───── Data provided
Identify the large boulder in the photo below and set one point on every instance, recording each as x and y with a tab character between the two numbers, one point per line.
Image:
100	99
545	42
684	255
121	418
──────────
» Problem details
Please copy every one of the items above line for line, changing nothing.

» Correct output
Identify the large boulder in the photo below and set one point on every instance, recording each as x and y with a tab character between the two numbers, one point per line.
Image:
100	99
545	42
684	255
121	418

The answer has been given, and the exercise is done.